> [Given exercise] Reproduce the items verbatim, from the first line through the line containing "[492,574,572,839]", including both ends.

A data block
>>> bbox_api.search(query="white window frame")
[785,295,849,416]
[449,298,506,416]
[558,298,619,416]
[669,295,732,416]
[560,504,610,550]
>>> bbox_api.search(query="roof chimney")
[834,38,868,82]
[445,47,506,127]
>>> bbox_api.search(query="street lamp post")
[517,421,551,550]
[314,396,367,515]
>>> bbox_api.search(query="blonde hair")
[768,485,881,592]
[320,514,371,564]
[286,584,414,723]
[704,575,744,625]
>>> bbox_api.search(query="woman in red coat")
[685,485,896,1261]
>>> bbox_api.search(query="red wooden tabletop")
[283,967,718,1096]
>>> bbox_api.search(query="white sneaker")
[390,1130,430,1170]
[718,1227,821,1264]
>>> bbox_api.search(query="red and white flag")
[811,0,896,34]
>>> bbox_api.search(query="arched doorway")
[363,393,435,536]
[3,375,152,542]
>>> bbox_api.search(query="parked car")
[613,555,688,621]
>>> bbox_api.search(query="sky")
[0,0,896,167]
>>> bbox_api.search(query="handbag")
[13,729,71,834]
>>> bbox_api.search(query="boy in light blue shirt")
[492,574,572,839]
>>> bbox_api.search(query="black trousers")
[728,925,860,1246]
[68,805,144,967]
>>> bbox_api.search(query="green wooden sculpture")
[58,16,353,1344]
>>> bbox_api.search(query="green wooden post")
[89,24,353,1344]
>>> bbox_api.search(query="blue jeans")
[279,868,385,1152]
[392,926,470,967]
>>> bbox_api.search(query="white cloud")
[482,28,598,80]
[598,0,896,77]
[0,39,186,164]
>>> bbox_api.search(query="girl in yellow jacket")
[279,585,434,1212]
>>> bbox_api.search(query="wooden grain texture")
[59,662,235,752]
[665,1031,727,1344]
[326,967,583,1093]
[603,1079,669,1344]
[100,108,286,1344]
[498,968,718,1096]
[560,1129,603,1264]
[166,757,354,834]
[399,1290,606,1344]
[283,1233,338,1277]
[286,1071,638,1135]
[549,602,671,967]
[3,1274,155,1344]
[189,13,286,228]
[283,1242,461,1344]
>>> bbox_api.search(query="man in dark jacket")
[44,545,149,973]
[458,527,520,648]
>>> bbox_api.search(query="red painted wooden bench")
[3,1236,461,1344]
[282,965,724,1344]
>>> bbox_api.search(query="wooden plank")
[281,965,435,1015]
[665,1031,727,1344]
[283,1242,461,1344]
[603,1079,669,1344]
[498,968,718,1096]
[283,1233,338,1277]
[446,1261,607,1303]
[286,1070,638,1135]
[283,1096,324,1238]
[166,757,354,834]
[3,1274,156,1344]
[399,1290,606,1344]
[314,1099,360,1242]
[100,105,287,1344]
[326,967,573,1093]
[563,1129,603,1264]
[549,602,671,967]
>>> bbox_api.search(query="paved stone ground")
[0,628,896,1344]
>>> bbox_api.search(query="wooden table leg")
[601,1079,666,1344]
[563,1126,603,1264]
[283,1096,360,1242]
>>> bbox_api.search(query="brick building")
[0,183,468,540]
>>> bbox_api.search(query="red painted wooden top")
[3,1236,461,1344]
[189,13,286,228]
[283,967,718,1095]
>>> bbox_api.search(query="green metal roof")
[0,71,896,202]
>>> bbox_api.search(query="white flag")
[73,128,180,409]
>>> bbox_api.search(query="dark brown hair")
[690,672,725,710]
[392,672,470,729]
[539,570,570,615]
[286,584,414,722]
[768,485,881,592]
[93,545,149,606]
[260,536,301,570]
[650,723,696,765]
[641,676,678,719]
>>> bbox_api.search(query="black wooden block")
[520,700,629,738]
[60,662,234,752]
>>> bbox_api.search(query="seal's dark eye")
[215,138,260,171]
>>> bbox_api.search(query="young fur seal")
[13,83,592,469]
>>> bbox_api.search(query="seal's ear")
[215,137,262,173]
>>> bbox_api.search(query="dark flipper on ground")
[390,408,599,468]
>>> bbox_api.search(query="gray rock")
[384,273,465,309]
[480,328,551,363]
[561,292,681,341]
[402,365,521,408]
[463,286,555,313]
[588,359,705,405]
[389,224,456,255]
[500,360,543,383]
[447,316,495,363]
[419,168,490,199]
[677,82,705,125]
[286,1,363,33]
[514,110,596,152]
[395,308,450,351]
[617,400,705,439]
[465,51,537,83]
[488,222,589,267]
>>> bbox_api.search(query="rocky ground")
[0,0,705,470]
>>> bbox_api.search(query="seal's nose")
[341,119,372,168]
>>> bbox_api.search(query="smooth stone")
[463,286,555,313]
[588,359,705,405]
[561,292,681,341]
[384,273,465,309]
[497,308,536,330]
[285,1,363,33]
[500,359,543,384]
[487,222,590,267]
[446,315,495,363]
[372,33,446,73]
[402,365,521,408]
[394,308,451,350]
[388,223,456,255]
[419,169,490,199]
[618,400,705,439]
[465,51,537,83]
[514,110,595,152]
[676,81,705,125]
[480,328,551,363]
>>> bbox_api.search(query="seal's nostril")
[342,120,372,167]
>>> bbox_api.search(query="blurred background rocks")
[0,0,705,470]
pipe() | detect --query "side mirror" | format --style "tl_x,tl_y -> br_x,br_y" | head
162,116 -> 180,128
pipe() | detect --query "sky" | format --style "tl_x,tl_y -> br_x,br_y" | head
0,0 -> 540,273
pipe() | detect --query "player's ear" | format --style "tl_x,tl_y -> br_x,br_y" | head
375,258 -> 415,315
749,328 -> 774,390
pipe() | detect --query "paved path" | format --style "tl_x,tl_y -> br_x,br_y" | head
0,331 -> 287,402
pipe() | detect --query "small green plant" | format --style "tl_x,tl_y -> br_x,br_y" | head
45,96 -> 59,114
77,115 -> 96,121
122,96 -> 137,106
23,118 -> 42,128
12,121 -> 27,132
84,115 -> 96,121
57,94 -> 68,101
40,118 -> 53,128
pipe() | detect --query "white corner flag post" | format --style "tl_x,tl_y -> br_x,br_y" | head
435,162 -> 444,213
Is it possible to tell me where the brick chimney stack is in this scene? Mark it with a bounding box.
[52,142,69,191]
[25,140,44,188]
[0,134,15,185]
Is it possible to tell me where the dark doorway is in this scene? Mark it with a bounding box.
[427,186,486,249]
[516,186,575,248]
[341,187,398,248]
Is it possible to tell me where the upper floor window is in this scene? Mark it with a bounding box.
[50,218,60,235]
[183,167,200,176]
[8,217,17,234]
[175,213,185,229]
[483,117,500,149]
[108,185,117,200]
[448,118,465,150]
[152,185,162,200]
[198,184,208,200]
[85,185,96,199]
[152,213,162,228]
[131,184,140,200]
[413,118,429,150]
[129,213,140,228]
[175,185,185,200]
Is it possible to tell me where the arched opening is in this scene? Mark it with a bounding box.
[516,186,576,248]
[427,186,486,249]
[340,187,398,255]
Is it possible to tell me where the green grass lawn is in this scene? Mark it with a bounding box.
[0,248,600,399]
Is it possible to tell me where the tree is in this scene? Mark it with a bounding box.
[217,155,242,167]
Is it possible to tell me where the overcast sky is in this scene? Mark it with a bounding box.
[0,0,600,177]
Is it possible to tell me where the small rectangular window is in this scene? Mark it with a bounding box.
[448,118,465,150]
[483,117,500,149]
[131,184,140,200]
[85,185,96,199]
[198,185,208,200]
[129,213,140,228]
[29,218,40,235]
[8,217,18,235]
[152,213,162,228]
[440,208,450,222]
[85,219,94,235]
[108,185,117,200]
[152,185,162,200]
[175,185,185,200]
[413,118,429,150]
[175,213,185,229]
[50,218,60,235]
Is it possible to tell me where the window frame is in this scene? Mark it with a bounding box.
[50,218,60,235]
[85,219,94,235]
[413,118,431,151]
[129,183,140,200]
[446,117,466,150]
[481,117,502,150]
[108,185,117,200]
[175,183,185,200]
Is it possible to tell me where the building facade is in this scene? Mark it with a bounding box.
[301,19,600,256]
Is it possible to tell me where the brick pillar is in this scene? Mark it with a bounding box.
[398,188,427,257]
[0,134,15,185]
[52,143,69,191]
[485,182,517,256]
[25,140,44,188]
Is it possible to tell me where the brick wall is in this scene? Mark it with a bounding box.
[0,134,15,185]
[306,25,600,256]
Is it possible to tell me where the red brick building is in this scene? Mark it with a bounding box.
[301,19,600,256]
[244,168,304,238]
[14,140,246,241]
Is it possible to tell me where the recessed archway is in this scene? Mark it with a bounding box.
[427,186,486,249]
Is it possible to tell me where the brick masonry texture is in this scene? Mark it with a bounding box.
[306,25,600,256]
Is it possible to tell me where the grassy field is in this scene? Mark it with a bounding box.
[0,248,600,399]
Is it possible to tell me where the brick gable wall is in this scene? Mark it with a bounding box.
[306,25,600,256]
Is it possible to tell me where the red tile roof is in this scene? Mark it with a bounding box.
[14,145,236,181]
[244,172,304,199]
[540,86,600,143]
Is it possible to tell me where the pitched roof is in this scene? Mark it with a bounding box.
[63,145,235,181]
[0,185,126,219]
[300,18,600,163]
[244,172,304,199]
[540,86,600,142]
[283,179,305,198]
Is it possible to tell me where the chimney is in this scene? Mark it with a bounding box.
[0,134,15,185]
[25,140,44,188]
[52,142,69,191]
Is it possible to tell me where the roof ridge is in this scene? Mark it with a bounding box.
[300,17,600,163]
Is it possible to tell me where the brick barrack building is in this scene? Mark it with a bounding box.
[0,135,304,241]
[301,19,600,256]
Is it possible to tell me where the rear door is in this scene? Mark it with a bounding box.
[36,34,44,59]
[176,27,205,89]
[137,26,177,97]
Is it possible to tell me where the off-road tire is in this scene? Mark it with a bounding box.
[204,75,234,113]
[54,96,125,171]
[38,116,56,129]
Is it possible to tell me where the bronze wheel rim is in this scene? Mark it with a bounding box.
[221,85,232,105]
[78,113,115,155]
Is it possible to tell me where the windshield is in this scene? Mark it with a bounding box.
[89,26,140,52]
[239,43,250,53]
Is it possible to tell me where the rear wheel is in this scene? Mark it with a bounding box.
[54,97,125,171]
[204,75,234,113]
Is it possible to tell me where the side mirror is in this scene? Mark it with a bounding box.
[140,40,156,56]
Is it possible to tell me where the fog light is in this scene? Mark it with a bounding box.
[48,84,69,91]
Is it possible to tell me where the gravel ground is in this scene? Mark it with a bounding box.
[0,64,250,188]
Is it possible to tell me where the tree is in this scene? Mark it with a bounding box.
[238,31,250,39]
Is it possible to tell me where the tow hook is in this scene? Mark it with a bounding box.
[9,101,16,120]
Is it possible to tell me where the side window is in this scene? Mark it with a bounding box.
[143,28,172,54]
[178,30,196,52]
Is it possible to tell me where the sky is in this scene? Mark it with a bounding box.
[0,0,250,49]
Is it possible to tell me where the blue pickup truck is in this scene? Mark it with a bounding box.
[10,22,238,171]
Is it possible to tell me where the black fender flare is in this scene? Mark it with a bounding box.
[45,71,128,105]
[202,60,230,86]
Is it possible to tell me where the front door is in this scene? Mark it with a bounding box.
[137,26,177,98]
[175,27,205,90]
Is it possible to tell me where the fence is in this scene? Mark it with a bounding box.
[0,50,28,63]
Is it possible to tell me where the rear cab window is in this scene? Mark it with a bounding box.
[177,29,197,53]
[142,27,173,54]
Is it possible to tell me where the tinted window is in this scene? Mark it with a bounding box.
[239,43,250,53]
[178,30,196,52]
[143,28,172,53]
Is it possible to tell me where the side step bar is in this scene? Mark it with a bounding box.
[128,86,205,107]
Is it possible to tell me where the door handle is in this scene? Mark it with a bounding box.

> [Response]
>>> bbox_api.search(query="white window frame")
[785,295,849,416]
[449,298,506,416]
[558,298,619,416]
[669,295,732,416]
[560,504,610,550]
>>> bbox_api.search(query="roof chimney")
[834,38,868,82]
[445,47,506,127]
>>> bbox_api.search(query="street lamp post")
[517,421,551,550]
[314,396,367,515]
>>> bbox_api.search(query="blonde hair")
[768,485,881,592]
[320,514,371,564]
[286,584,414,723]
[704,575,744,625]
>>> bbox_api.search(query="woman in red coat")
[685,485,896,1261]
>>> bbox_api.search(query="red wooden tabletop")
[283,967,718,1096]
>>> bbox_api.search(query="white sneaker")
[390,1130,430,1170]
[718,1227,821,1264]
>>> bbox_api.search(query="red and white flag")
[811,0,896,34]
>>> bbox_api.search(query="arched doorway")
[363,393,435,536]
[3,375,152,542]
>>> bbox_api.search(query="parked car")
[613,555,688,621]
>>> bbox_api.search(query="sky")
[0,0,896,167]
>>> bbox_api.search(query="handbag")
[13,729,71,834]
>>> bbox_api.search(query="boy in light blue shirt")
[492,574,572,839]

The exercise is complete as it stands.